Change every "segmenter" to "labeling tool" throughout the data below and write it out again with nothing else altered, leaving out the pictures.
** Start of STORED ROWS **
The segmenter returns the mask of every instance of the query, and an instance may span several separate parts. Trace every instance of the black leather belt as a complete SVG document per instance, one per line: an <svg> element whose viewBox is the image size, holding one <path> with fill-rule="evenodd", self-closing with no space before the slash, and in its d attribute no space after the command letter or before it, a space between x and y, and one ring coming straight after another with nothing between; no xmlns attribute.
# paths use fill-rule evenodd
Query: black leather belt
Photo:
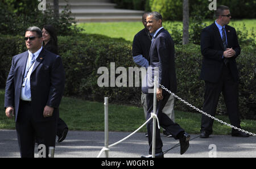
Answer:
<svg viewBox="0 0 256 169"><path fill-rule="evenodd" d="M21 104L31 105L31 101L25 101L25 100L20 100L20 102Z"/></svg>

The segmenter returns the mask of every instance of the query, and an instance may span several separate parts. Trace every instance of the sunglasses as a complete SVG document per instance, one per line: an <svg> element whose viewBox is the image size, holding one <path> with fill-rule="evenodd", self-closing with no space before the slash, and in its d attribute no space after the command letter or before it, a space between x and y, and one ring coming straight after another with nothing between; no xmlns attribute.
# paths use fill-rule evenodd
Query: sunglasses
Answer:
<svg viewBox="0 0 256 169"><path fill-rule="evenodd" d="M226 16L228 18L229 18L230 16L231 16L231 14L229 14L226 15L221 15L221 16Z"/></svg>
<svg viewBox="0 0 256 169"><path fill-rule="evenodd" d="M29 39L30 40L34 40L35 38L36 38L36 37L39 37L39 36L38 36L38 37L36 37L36 36L25 37L24 38L24 40L26 40L26 41L27 41L27 40Z"/></svg>

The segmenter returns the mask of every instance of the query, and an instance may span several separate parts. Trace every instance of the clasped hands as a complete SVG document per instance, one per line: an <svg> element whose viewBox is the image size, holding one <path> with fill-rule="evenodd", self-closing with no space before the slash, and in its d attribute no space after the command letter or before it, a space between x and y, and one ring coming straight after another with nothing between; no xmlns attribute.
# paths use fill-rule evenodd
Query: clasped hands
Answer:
** End of STORED ROWS **
*EXPECTED ANSWER:*
The labeling tool returns the mask of every instance of the query, and an instance may span several separate parts. Trace every instance of the black leather belt as a complete SVG document per instance, one per line: an <svg> element whose viewBox is the image size, holding one <path> with fill-rule="evenodd", self-closing with no space before the slash, and in its d attribute no space after the command letter or before it, a space between x and y, and one ring coming straight after another with nothing between; no xmlns attribute.
# paths use fill-rule evenodd
Query: black leather belt
Photo:
Answer:
<svg viewBox="0 0 256 169"><path fill-rule="evenodd" d="M21 104L31 105L31 101L25 101L25 100L20 100L20 102Z"/></svg>

The labeling tool returns the mask of every instance of the query, and an instance may span several separate parts. Trace every instance of the sunglasses as a complete SVG document per instance, one per line: an <svg> element whose viewBox is the image size, holding one <path> with fill-rule="evenodd", self-closing with no space before the slash, and in its d attribute no space after the command letter or before it, a space between x and y, and one ring coming straight after another with nothing between; no xmlns attribute.
# paths use fill-rule evenodd
Query: sunglasses
Answer:
<svg viewBox="0 0 256 169"><path fill-rule="evenodd" d="M226 16L228 18L229 18L230 16L231 16L231 14L229 14L226 15L221 15L221 16Z"/></svg>
<svg viewBox="0 0 256 169"><path fill-rule="evenodd" d="M29 39L30 40L34 40L35 38L36 38L36 37L39 37L39 36L38 36L38 37L36 37L36 36L25 37L24 38L24 40L26 40L26 41L27 41L27 40Z"/></svg>

The labeling tool returns the mask of every instance of the query, and an instance may span several separate parts. Trace every instance of the clasped hands as a complete SVG document per instance, one per line: an <svg> element whose viewBox is the image size, holding one <path> with fill-rule="evenodd", self-closing with no space before the slash, and in its d attribute no space after the command letter or before it, a space between x and y, and one ring coming straight after another with nothing between; no xmlns attribute.
# paths use fill-rule evenodd
Query: clasped hands
Answer:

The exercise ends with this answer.